**Provided material:**
________

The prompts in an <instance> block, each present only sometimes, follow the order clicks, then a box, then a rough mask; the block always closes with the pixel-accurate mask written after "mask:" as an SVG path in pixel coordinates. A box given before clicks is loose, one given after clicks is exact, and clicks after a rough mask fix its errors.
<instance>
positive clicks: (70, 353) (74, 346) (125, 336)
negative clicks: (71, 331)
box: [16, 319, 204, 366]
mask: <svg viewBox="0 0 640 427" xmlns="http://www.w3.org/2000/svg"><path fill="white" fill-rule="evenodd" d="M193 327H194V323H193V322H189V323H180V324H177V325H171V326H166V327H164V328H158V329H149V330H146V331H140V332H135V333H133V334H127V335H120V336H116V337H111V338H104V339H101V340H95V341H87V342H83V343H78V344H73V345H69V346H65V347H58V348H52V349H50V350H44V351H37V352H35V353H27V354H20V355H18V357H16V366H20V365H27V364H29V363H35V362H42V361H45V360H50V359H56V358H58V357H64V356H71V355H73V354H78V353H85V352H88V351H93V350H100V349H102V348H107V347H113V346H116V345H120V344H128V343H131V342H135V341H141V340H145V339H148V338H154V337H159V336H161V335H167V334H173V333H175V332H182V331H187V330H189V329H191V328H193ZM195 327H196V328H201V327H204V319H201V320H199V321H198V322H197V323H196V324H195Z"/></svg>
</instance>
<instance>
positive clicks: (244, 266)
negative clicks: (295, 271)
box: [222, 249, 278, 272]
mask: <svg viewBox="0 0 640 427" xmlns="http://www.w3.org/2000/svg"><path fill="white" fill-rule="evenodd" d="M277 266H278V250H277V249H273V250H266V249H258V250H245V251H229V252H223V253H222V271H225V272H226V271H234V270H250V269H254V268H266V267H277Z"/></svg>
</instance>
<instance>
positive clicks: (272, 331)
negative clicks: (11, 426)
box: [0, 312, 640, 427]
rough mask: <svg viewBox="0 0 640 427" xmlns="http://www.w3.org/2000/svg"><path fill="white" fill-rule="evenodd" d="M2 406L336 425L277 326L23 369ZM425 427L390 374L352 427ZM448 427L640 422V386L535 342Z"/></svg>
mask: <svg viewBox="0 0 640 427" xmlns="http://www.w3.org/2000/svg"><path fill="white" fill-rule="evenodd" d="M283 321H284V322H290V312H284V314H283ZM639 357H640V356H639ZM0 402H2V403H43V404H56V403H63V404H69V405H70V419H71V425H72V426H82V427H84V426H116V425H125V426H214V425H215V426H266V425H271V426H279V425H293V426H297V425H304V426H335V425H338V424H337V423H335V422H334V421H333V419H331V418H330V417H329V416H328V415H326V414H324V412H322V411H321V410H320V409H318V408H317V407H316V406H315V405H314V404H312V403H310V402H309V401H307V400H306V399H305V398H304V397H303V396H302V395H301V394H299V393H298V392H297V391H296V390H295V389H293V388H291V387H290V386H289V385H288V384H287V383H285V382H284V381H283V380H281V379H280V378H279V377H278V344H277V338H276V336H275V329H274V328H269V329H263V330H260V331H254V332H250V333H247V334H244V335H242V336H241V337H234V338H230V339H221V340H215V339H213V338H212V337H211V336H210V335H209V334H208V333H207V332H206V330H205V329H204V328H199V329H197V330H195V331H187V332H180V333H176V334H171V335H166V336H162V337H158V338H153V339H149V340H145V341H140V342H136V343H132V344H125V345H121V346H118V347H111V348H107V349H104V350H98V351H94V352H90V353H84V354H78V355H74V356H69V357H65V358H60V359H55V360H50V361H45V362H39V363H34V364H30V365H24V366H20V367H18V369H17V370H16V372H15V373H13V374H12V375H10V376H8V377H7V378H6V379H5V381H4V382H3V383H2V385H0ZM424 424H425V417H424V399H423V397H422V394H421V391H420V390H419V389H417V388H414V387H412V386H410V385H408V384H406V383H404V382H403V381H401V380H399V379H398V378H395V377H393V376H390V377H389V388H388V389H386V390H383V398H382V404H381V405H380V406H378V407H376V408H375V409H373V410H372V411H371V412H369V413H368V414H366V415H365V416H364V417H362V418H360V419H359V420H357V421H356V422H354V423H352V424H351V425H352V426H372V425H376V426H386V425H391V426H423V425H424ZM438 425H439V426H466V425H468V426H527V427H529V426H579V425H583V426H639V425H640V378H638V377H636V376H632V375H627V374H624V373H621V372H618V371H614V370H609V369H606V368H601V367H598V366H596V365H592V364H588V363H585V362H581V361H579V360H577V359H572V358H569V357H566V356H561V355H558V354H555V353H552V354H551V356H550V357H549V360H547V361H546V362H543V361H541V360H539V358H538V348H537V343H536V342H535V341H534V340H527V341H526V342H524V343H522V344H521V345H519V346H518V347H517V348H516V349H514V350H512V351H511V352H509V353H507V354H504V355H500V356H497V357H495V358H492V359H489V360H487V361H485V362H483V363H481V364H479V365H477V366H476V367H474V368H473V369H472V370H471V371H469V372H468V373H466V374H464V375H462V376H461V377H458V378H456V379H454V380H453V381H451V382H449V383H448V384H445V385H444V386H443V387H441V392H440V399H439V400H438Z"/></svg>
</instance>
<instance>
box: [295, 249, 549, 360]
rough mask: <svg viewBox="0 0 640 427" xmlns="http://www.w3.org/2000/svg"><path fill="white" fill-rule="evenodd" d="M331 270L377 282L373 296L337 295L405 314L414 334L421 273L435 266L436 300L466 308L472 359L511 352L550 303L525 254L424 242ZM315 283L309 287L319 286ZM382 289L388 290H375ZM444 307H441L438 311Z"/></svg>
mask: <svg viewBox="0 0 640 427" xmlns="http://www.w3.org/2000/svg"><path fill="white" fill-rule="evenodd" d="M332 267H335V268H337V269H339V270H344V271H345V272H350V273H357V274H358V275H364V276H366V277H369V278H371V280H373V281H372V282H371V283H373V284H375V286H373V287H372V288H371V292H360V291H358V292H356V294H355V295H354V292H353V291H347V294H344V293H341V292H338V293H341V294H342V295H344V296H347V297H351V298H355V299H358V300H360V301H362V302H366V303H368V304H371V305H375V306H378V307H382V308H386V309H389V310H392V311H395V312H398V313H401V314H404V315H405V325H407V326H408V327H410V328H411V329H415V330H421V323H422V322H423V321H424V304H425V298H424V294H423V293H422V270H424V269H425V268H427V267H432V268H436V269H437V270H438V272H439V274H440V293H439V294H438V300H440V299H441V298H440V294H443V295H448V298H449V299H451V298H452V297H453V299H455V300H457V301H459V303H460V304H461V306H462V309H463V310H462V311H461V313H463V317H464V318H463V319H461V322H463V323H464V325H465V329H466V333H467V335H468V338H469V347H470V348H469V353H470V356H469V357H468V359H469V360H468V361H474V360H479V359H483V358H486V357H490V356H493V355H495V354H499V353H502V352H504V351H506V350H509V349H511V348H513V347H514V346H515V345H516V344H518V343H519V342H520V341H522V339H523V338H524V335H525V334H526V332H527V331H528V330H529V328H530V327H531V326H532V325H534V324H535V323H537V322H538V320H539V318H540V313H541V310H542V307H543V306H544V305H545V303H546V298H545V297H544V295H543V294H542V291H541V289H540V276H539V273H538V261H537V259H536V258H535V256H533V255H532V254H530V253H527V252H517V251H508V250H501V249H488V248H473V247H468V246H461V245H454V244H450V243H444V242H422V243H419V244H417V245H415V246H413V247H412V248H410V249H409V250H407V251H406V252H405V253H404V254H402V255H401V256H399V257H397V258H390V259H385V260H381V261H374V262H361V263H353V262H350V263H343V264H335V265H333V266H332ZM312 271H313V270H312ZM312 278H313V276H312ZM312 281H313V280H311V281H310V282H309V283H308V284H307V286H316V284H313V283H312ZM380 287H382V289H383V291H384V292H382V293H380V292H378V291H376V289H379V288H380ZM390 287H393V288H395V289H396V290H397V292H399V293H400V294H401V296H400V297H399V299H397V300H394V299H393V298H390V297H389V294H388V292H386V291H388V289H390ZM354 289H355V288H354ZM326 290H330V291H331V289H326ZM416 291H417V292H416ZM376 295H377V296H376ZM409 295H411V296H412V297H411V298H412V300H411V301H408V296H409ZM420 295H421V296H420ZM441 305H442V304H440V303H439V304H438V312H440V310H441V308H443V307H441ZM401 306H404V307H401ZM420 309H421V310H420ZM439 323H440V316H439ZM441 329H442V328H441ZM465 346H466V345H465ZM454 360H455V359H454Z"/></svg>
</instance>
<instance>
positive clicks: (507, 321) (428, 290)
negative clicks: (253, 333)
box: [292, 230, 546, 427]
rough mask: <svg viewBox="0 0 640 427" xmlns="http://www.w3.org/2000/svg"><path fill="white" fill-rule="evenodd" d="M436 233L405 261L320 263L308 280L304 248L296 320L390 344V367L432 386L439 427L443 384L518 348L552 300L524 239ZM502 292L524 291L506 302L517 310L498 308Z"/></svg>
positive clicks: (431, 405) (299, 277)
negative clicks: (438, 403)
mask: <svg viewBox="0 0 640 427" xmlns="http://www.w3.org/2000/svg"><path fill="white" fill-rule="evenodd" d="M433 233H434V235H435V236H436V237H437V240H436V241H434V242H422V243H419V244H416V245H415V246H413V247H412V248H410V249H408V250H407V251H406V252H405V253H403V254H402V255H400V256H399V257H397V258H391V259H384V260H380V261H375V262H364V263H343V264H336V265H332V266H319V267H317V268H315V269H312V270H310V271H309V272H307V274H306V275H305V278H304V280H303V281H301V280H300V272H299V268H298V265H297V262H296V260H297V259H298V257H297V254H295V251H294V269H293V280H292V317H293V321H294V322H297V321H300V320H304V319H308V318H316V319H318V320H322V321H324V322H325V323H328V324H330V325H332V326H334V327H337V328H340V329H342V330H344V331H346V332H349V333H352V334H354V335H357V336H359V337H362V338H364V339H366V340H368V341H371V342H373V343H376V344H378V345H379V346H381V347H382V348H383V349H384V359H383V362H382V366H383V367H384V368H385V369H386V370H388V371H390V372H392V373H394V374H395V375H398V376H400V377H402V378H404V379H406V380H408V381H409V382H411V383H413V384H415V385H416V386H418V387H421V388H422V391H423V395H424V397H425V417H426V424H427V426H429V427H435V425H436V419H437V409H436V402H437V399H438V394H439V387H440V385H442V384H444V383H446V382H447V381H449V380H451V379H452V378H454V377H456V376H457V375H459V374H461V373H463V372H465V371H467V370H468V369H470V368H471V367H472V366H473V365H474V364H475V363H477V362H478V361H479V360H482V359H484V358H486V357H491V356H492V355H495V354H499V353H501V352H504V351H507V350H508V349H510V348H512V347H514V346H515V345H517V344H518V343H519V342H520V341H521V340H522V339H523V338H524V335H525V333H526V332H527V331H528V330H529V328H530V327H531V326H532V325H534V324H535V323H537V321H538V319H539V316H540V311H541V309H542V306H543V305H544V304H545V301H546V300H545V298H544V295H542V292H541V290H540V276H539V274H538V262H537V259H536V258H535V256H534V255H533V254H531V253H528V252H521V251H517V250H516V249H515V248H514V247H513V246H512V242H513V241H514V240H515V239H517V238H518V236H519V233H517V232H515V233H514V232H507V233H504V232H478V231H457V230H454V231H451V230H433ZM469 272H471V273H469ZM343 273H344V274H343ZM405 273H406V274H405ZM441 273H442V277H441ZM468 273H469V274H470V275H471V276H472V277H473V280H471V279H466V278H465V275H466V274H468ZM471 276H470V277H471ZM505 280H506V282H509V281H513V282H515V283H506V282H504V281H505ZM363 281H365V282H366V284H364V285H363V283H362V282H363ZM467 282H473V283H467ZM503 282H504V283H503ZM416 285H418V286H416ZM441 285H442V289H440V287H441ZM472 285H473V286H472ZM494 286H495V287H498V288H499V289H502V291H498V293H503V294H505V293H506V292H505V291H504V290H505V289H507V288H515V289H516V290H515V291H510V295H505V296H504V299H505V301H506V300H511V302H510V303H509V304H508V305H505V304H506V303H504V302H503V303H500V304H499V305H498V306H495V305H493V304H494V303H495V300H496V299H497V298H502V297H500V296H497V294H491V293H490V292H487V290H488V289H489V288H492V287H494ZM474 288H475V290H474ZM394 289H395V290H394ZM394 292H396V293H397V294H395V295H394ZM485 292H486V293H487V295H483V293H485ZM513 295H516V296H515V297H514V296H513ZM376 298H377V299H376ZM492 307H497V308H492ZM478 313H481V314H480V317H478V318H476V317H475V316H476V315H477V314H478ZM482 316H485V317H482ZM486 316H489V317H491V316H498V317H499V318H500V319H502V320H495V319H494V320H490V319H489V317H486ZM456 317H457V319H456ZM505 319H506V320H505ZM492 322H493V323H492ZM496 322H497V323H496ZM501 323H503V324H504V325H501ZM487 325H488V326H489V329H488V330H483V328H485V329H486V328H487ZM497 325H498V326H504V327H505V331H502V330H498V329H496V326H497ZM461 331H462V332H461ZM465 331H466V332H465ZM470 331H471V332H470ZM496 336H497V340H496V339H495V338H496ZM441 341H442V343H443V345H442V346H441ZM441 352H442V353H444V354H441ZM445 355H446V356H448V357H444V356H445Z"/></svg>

________

Lines that contain the string "positive" should be copied from the material above.

**Exercise response:**
positive clicks: (70, 353) (74, 346) (125, 336)
positive clicks: (244, 266)
positive clicks: (272, 331)
positive clicks: (507, 321) (428, 290)
positive clicks: (431, 405) (299, 277)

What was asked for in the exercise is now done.